Your answer should be the data below, reproduced with nothing changed.

(Records for processing):
>>>>>

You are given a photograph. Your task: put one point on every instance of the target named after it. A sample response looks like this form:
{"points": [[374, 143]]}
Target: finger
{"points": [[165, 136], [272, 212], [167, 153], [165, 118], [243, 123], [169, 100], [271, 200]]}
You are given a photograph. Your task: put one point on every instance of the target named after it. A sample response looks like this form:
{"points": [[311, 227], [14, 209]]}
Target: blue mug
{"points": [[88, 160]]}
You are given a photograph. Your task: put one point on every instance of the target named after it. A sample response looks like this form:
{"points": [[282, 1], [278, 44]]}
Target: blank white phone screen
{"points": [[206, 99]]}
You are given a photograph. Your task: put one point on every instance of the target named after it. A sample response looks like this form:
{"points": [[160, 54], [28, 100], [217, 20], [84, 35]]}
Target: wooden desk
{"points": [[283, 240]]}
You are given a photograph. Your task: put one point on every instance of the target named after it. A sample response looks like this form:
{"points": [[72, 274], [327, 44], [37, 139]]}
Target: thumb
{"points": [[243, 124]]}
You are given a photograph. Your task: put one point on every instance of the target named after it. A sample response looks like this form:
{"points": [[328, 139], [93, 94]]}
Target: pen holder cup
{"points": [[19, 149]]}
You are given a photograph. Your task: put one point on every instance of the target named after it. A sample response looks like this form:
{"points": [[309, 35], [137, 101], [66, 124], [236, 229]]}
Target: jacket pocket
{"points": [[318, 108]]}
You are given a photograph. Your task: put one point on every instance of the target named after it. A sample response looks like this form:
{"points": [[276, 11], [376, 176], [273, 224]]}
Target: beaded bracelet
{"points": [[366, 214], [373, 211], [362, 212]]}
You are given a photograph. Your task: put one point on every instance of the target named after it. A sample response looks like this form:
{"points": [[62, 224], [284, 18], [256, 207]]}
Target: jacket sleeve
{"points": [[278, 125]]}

<<<<<

(Response to the task):
You are given a photograph. Your task: put one point on every instance of the target named after it. A sample response looks like this form:
{"points": [[374, 143]]}
Target: finger
{"points": [[165, 136], [272, 212], [167, 153], [165, 118], [243, 123], [169, 100], [271, 200]]}
You are given a photograph. Your task: put one point on every instance of the target named after it. A sample response looks like this form:
{"points": [[311, 227], [14, 209]]}
Target: blue mug
{"points": [[88, 160]]}
You are given a photograph. Your task: put one point on every instance of the target named after it. A sample response looks like this form:
{"points": [[282, 1], [278, 44]]}
Target: blank white phone screen
{"points": [[206, 99]]}
You are given a photograph. Your task: put one point on every instance of the target named after it. A sample response looks like this form:
{"points": [[160, 54], [28, 100], [217, 20], [84, 35]]}
Target: wooden desk
{"points": [[283, 240]]}
You are given a photograph. Your task: put one point on every instance of the target named after it. A sample response looks like this form:
{"points": [[72, 274], [327, 44], [37, 139]]}
Target: thumb
{"points": [[243, 124]]}
You are given a photograph. Your task: put one point on every instance of the target named after it. A sample response looks like this form:
{"points": [[328, 139], [93, 94]]}
Target: pen holder cup
{"points": [[19, 149]]}
You are given a photograph. Your task: put one point on every instance of the target named after it. A sample response looks like this form:
{"points": [[309, 35], [137, 101], [66, 124], [236, 229]]}
Target: jacket pocket
{"points": [[318, 108]]}
You are given a photograph. Your task: put one point on every instance of the target named after it. A sample response looks like this form:
{"points": [[276, 11], [376, 176], [273, 224]]}
Target: beaded bracelet
{"points": [[366, 214], [373, 211], [362, 212]]}
You are given a photograph. Your task: put one point on every instance of the target named after it. A sample response looks like this form:
{"points": [[62, 224], [284, 18], [256, 207]]}
Target: jacket sleeve
{"points": [[278, 125]]}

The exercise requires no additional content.